Notes for August 18th 2023
Slightly late this week as a result of work travel!
- Dublin seems to be in the grips of a scandal around tourists being beaten up. It's a national news story and is likely to cause political pressure points on our government right now; up-to and including a likely resignation. And while, as a Dub, I do know there's a shitty underbelly of scum looking for trouble in the city, it's not that bad. If you travel anywhere, to larger or similarly sized (~2m metro population), Dublin is remarkably safe. Genuinely, incredibly safe. By the numbers, almost 1 million tourists pass through Dublin every month during peak summer (right now). 4 reported assaults have hit the headlines since June. In 2 separate attacks (1 American tourist a few weeks ago, and 3 Brits this week in a single incident). That represents a lot less than 1% of all tourists in the city in the summer months, in total. It is statistically insignificant.

_Input data_

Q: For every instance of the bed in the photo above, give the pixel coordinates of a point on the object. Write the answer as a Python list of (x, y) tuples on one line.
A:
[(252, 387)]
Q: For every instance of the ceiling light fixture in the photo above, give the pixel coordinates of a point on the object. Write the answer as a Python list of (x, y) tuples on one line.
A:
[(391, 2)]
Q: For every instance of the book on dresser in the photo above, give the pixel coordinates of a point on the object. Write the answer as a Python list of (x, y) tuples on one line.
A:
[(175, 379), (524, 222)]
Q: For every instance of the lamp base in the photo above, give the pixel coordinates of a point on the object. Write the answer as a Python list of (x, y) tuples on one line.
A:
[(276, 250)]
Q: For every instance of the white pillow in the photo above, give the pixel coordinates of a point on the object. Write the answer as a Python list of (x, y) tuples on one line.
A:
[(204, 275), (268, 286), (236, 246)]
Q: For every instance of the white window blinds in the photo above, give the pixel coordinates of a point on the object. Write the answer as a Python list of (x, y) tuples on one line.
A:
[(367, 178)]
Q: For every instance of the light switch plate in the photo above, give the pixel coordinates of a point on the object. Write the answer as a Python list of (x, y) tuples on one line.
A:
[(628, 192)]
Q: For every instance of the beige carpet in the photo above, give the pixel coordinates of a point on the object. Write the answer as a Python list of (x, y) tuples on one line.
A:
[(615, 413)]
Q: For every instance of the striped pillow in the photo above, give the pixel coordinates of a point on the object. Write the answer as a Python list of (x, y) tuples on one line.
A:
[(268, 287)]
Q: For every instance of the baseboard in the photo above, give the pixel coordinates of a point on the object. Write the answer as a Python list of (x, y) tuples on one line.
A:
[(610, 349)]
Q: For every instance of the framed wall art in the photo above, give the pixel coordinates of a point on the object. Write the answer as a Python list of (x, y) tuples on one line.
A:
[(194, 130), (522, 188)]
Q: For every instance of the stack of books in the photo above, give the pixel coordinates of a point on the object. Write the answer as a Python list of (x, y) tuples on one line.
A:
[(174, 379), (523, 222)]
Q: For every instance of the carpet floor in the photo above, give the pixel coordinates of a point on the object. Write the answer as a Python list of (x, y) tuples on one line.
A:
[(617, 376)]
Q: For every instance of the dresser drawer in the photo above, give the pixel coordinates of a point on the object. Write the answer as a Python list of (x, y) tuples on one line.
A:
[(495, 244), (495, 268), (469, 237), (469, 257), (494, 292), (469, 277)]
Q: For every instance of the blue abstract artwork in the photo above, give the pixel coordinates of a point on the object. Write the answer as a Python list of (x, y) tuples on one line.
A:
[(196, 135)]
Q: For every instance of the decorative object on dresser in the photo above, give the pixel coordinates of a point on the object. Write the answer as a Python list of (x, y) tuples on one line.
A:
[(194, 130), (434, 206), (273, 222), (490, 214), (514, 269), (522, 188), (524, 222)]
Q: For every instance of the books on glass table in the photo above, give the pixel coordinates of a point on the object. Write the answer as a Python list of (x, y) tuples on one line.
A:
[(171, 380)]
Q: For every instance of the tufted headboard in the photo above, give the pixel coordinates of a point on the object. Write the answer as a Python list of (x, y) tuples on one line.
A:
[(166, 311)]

_Aim of the exercise_
Pick up the August 18th 2023 notes on Dublin's safety for tourists after their final sentence and continue them. The material above is unrelated to the August 18th 2023 notes.

_Solved problem_
- I'm not downplaying the individual assaults at all. It's horrific to hear about. But the national news should be focused on far greater things right now.
- I'm a terrible guitarist because I never spend a consistent few months just practising or noodling. I did piano when I was a young kid through school and could read musical notation to a reasonable degree. Weirdly for most, in Irish; because I went to a gaelscoil as a kid. But guitar is my preferred noise-making weapon of choice. This weekend felt a bit different because my 3 year old son got super into the noises and shapes of sound we could make. I have a few VST plugins for Logic that can do fun stuff (particular shoutout to the NeuralDSP Rabea plugin, which has very fun synth features). My 18 month old has always loved making music, albeit poorly. But to see both of them have fun with a synth, guitar and the drumkit+ukelele their musician uncle bought them was just a good time. Granted, the tune we produced would force the music industry to shut down to avoid a repeat performance!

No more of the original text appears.